# Selected passage
--------
2. Go to Query Editor > Create Tables for the Account Ledger

CREATE TABLE Cardholder

CREATE TABLE Log_Record

CREATE TABLE Account



3. Create Indexes to help speed up queries against each table

CREATE INDEX ON Cardholder (CARD_NO)

CREATE INDEX ON Log_Record (TRXN_ID)

CREATE INDEX ON Account (ACCT_ID)



4. Insert 1 Record into the Ledger table ‘Account’. QLDB documents are stored in Amazon Ion format which is a Superset of JSON


INSERT INTO Account
 {
‘FirstName’ : ‘Shadab’,
‘LastName’ : ‘Mohammad’,
‘ACCT_ID’ : ‘AMZN10000001’,
‘ACCTYPE’ : ‘Current’,
‘Address’ : ‘2000, 2 Park Street, CBD’
}

documentId
   “7oOLmXPyHjXBSBCio76rJo”
--------
Records of labeled points
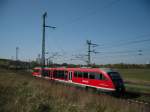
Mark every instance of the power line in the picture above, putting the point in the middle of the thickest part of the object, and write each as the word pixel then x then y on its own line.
pixel 43 41
pixel 89 43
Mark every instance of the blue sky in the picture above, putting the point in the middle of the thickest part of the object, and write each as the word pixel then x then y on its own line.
pixel 119 27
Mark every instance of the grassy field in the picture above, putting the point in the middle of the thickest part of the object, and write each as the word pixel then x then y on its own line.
pixel 136 75
pixel 20 92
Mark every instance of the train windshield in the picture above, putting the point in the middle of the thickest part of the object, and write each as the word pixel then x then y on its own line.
pixel 114 76
pixel 36 70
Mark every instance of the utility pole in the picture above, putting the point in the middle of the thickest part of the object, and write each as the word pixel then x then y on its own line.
pixel 17 52
pixel 90 44
pixel 16 62
pixel 43 42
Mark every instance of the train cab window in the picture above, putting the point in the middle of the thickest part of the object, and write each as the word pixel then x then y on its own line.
pixel 46 73
pixel 85 74
pixel 91 75
pixel 60 74
pixel 99 76
pixel 36 70
pixel 80 74
pixel 75 74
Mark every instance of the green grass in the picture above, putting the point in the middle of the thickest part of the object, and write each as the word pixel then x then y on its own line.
pixel 140 75
pixel 20 92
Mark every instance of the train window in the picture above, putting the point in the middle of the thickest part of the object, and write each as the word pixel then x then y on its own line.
pixel 85 74
pixel 102 77
pixel 92 75
pixel 75 74
pixel 36 70
pixel 99 76
pixel 79 74
pixel 59 74
pixel 46 73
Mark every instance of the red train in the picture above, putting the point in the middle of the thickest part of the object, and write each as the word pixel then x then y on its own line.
pixel 104 79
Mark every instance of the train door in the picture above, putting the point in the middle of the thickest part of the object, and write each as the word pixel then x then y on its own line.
pixel 70 76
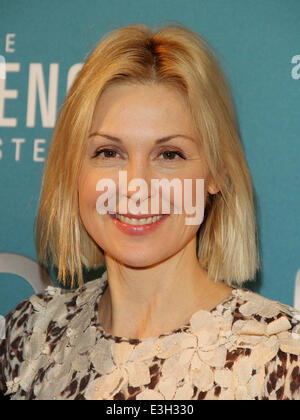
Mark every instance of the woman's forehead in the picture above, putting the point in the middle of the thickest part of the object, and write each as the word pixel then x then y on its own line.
pixel 142 108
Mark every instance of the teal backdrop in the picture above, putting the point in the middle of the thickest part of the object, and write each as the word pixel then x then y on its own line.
pixel 42 44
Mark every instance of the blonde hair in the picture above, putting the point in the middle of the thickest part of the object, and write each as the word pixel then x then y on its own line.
pixel 178 57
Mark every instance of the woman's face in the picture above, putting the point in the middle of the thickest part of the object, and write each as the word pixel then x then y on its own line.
pixel 127 122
--------
# Given instruction A
Please rewrite the paragraph of the QLDB ledger walkthrough that begins "3. Create Indexes" as a short list, keeping the purpose and each table with its indexed field.
# Given instruction B
Write the next part of the QLDB ledger walkthrough, starting after the documentId it last shows.

# Right answer A
Indexes to speed up queries:
- Cardholder: CARD_NO
- Log_Record: TRXN_ID
- Account: ACCT_ID

# Right answer B
This is the document ID for this transaction
   

5. Create more records and change the first record from ‘Current’ to ‘Saving’ account

Important :
Because QLDB does not enforce schema, you can insert the same document into a table
multiple times. Each insert statement commits a separate document entry to the journal, and
QLDB assigns each document a unique ID.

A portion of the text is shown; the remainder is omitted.